Dataset rows:
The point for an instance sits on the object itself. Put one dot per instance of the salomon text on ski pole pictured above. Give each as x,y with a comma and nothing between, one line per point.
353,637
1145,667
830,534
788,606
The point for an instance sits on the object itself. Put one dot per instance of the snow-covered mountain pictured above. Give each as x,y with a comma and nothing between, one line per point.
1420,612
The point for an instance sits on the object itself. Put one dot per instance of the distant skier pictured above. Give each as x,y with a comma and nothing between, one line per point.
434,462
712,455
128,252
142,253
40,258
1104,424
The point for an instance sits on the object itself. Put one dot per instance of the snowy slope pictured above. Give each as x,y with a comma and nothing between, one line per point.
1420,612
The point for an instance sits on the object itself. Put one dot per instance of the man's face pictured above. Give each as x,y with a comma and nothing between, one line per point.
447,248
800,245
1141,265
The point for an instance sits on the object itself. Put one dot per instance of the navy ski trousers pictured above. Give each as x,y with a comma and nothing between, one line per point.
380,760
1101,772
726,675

Objective: Rewrite the data above with "pictured above" changed to "shown above" everywhere it occurs. Keep every other line and character the same.

Solution for this task:
The point for an instance sits on the object itself. Put one dot per instance of the salomon text on ski pole shown above. Give each as x,y with a comma and nothing between, one line per point.
353,637
1145,667
830,534
788,606
The point for an instance sits on the object itself. Put one dot per instance of the snow-covered mountain shown above. Give each as x,y with a comma and nothing between, one line per point.
1420,612
The point for an instance sits on the object itself. Put one dot per instance of the distant skier shown above. Give each as x,y with a comma and nothing between, one line per point.
434,462
712,455
128,252
142,253
40,258
1104,424
The point for an instance sits on the object itself. Put one dot per instance of the snowy slope shown above. Give each as x,y with a comma and nothing between, one line per point.
1420,612
The point for an instance sits on the object itself. Put one dot per instance of the man's face shown above. Give each as x,y with a comma and nothing between, one line per point.
447,248
800,245
1141,265
The point for an instance sits on the object itself. Put one dot per instance of the navy ski trousers shown above. Give each as x,y with a comma and nothing between, one line per point.
380,760
1101,772
726,675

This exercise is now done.